• EXERCISE PROMPT
Copy out verbatim everything from the line containing "Q: report a point for each instance of the moss-covered fallen" down to the end of the entries below.

• SUPPLIED DATA
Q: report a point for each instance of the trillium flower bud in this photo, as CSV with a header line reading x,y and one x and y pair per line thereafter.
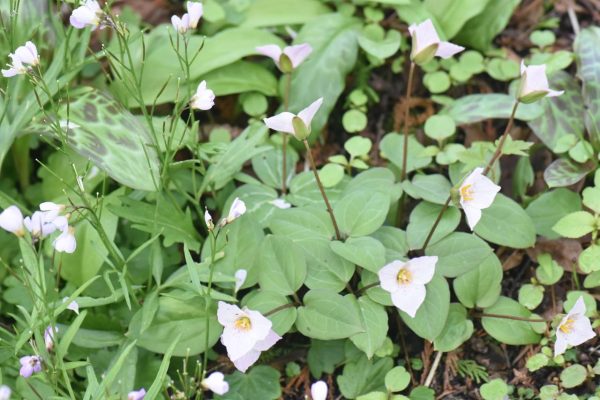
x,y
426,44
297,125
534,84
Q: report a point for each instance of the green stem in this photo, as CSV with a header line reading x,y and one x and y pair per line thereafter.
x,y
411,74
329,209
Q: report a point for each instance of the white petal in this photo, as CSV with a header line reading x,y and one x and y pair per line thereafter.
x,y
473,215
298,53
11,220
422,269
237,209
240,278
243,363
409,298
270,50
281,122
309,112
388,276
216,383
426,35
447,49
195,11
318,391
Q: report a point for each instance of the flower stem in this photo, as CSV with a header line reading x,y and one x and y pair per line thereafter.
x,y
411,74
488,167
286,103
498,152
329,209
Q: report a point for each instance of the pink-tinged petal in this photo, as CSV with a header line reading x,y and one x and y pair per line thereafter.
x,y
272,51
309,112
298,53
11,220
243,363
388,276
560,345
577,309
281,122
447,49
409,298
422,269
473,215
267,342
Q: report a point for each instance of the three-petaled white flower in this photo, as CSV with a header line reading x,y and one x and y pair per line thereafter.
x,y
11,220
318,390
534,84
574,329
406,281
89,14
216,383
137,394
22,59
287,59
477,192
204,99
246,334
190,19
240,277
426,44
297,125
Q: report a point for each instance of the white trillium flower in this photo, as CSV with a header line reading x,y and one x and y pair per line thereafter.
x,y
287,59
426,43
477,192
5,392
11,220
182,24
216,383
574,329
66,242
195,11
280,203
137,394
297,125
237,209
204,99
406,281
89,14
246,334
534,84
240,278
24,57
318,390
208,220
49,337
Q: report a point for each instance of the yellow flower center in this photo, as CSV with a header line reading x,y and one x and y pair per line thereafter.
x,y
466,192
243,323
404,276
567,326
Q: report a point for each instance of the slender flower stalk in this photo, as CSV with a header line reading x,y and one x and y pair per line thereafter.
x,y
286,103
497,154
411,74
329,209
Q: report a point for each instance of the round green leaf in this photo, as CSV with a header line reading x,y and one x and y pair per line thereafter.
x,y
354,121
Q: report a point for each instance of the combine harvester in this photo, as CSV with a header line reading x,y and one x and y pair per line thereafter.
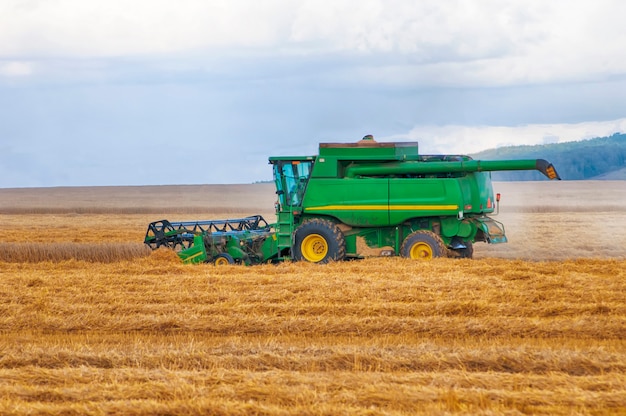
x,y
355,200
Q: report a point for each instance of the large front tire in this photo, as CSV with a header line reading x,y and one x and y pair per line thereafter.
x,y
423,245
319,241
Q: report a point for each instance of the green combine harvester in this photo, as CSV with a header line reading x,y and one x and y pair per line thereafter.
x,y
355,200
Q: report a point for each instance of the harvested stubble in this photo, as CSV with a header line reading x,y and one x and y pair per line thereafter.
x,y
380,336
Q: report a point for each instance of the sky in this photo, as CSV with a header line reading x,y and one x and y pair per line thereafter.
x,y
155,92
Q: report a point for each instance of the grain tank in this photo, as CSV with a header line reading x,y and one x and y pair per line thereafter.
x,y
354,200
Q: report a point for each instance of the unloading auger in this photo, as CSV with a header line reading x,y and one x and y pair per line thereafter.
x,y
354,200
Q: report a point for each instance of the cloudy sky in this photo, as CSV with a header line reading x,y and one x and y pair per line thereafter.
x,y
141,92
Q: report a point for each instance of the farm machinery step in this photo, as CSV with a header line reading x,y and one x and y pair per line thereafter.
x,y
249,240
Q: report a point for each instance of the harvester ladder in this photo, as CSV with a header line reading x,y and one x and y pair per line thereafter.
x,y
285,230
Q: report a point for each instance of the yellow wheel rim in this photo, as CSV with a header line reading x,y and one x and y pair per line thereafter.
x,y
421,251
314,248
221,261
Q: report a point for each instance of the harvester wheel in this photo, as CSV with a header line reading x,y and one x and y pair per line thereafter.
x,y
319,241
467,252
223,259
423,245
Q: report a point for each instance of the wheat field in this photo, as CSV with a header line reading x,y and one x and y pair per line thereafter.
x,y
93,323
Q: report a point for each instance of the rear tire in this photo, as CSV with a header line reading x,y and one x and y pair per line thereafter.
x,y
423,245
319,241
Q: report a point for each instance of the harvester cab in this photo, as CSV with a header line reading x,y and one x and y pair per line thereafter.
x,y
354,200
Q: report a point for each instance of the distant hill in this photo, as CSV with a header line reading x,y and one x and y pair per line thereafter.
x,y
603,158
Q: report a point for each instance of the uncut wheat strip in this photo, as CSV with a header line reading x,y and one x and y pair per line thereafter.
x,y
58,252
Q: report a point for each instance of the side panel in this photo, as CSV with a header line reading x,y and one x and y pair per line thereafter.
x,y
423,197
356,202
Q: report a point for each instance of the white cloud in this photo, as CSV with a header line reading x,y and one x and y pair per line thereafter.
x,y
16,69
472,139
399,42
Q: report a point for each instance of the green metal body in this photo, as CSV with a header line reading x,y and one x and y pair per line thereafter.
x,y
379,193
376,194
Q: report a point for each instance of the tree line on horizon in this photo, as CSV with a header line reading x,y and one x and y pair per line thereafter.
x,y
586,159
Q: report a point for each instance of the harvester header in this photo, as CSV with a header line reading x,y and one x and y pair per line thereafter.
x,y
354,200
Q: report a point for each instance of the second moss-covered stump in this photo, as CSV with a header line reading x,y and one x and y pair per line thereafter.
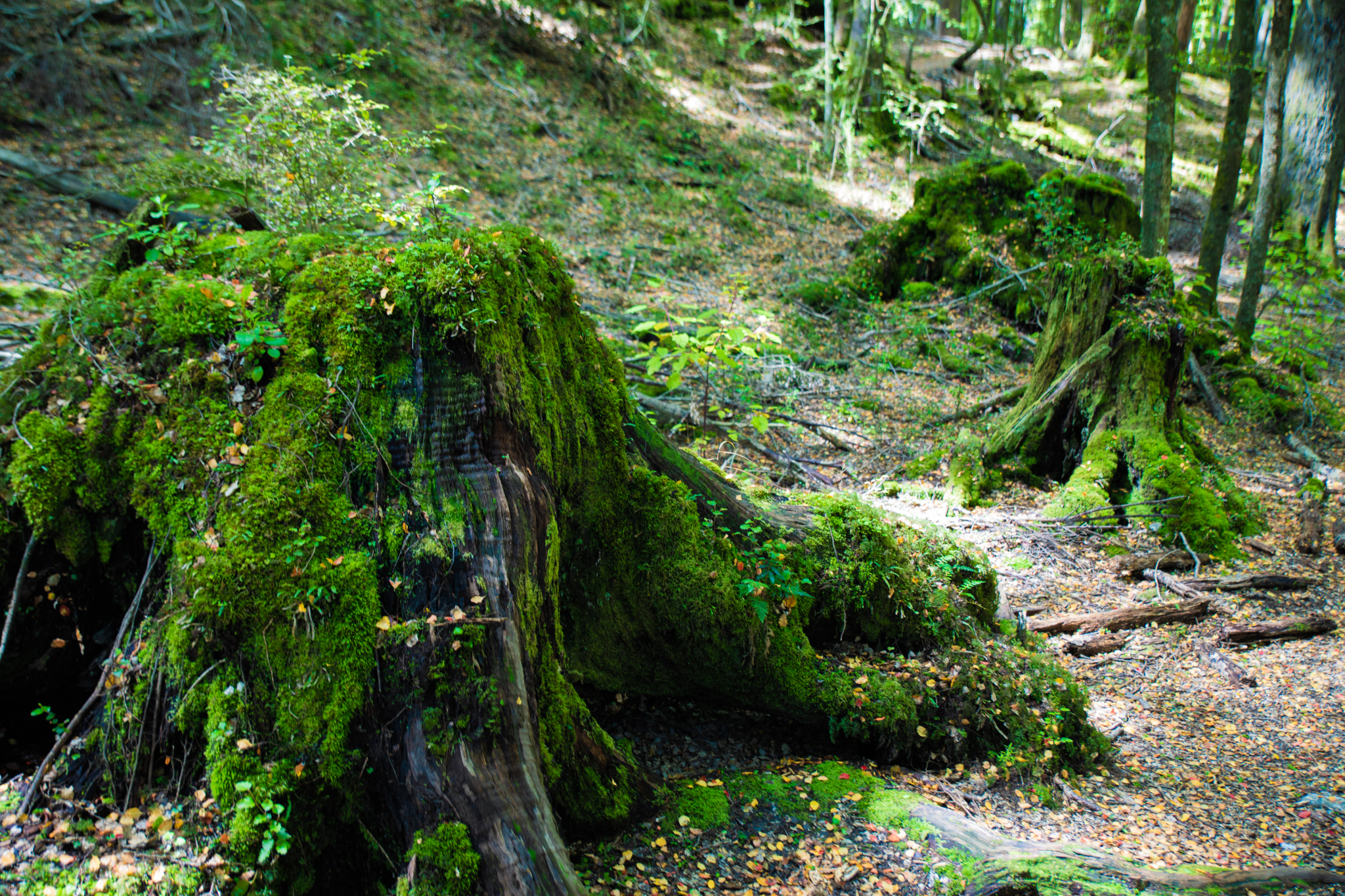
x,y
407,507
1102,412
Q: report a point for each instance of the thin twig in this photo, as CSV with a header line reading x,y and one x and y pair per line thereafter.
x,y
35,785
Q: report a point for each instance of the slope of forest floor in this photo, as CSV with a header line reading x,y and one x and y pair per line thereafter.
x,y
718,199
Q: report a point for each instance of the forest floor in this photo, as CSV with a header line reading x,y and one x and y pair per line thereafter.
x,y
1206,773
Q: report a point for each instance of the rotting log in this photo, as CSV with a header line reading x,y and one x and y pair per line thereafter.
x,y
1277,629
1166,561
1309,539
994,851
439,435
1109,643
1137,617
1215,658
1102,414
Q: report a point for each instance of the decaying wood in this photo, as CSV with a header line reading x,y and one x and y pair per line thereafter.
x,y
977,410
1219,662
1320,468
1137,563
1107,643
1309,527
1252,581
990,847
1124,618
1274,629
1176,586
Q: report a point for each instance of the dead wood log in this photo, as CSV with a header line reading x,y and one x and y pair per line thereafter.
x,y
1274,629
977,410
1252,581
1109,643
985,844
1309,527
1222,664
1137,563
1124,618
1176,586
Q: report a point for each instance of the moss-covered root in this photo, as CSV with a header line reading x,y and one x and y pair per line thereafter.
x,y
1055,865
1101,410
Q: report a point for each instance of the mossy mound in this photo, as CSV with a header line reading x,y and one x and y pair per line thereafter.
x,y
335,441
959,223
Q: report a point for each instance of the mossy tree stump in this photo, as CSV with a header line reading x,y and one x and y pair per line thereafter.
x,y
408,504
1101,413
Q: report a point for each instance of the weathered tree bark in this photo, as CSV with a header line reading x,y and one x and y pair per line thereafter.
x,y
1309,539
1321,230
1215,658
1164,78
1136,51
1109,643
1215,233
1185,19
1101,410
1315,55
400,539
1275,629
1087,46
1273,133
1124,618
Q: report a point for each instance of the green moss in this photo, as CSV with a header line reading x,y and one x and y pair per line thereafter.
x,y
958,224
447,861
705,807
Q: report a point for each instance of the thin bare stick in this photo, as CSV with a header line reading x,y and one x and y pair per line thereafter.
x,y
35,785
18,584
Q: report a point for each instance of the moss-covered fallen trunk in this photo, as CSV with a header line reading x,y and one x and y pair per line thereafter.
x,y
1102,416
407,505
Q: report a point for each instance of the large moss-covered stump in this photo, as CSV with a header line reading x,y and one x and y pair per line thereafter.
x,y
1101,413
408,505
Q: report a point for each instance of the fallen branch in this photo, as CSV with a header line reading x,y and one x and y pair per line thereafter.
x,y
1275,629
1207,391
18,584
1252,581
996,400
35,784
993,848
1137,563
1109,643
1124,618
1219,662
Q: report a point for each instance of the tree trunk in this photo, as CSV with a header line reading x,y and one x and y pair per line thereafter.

• EXERCISE ANSWER
Q: report a point for each instance of the moss-covered fallen trunk in this photo, as CSV with a header line reading x,y and one x and y pair per line thereafter.
x,y
1102,416
407,505
Q: report a point for each instance of the large moss-covered stump in this photo, as CSV with a header line reading x,y and one x and y pair per line thereafter.
x,y
1101,413
408,505
Q: report a point for each instance of the fallen branch in this photo, as CSV with a header line reading x,y and one x and y pair per line thereafter.
x,y
1275,629
1207,391
18,584
1252,581
996,400
35,784
993,848
1137,563
1109,643
1124,618
1219,662
Q: report a point for each instance of the tree trunk in this photo, as CSV with a header line reading x,y and one x and y pair per line thereafter.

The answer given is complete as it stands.